本文 ->
--------------------------------

データサイエンティストに独学でなれる?勉強方法を解説

昨今、データサイエンスの分野は急速に成長しています。それに伴い、データサイエンティストはより一層重要な仕事と認識されつつあり需要も増加しております。 そんな中、データサイエンティストを目指したいと考えている人は多いのではないでしょうか。

本記事では、データサイエンティストになるための独学での勉強方法について解説します。

データサイエンティストとは

データサイエンティストとは、主にビッグデータを解析し、その結果を企業の経営に役立てる仕事です。仕事内容や平均年収、必要な知識やスキルについて解説します。

データサイエンティストの仕事内容

データサイエンティストの業務は多岐にわたります。代表的な仕事は以下のとおりです。

  • データ活用の戦略立案
  • データの収集や前処理
  • データの分析
  • 分析結果に関するレポート作成
  • 改善案の提案

データサイエンティストはデータ活用のプロです。そのため、データをどのように活用するのか、商品やサービスにどう役立てるのかの「戦略立案」から始まります。

戦略を立てたら必要なデータを収集し、文字データを数値に置き換えるなどの前処理を実施。その後、アルゴリズムや統計学を用いたデータ分析を行い、結果をレポートにまとめます。また、データを分析して終わりでなく、振り返りを行い、改善案の提案まで行うのがセットです。

データサイエンティストの平均年収

データサイエンティストの平均年収は、510~530万円程度。300万円以下の人もいれば、1,000万円以上を稼ぐ人もいるなど上限と下限の落差は大きいですが、平均としては500万円以上の人が多いです。

--------------------------------

元のデータ ->

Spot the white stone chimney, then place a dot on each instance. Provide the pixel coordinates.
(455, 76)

--------------------------------

取り組む課題 ->
• 1. データサイエンティストに関する本文のうち、「戦略を立てたら必要なデータを」から「00万円以上の人が多いです。」までをすべて書き写してください。
• 2. データサイエンティストについての記事の続きを、最後の文の次から書き進めてください。

課題の解答 ->
• 1.
戦略を立てたら必要なデータを収集し、文字データを数値に置き換えるなどの前処理を実施。その後、アルゴリズムや統計学を用いたデータ分析を行い、結果をレポートにまとめます。また、データを分析して終わりでなく、振り返りを行い、改善案の提案まで行うのがセットです。

データサイエンティストの平均年収

データサイエンティストの平均年収は、510~530万円程度。300万円以下の人もいれば、1,000万円以上を稼ぐ人もいるなど上限と下限の落差は大きいですが、平均としては500万円以上の人が多いです。

• 2.
同じ業界のITエンジニアは430~460万円程度。全業種の平均は400~420万円なので、他業種と比べてもデータサイエンティストの年収は高いといえます。

データサイエンティストに必要な知識やスキル

データサイエンティストはデータ活用のプロです。そのため、プログラミングや数字に強くなければなりません。とくに必要な知識やスキルとして、次のものがあげられます。

  • 数学や統計学に関する基礎知識
  • プログラミングのスキル
  • データ処理とデータベースの知識
  • 機械学習に関する知識
  • 対象となるビジネスの知識
  • コミュニケーション能力

数学や統計学に関する基礎知識

データを扱ううえで、数学や統計学は必要不可欠です。膨大なデータから抽出や分析を行う際、統計学的手法を用います。

また、ビッグデータの解析には機械学習を用いるシーンも多く、線形代数や微分積分といった数学的知識も必要です。

プログラミングのスキル

データサイエンティストの仕事では、プログラミングを扱う場面が多いです。「R言語」や「Python」と呼ばれるプログラミング言語がよく使われます。データサイエンスの仕事では、データから仮説を立て、検証を行います。

その際に膨大なデータから、それぞれのデータの関係性や傾向を掴んでおかなければなりません。膨大なデータを効率的に処理するためにも、プログラミングが必要不可欠です。

データ処理とデータベースの知識

データサイエンティストには、ビッグデータの処理やデータベースの知識も必要です。ビッグデータは膨大かつ高度な管理体制の構築が不可欠なので、処理するにあたって専門知識が必要となります。

データを解析したり、環境を構築したりする場合も、セキュリティ要件やスケーラビリティ(将来想定されるシステムの規模拡大に合わせた構築)など、データベース知識が必須です。

機械学習に関する知識

データサイエンスでは機械学習を用いた実装も行います。たとえば、教師あり学習(学習データに正解を与える手法)や、教師なし学習(学習データに正解を与えない手法)、強化学習や深層学習など。機械学習のさまざまな学習方法を身につけ、シーンに応じて使い分けられるスキルが求められます。

対象となるビジネスの知識

データ分析は経営に役立てるための手段です。最終的にはビジネスで使われるため、データサイエンティスト自身が、対象となるビジネスの理解を深めておく必要があります。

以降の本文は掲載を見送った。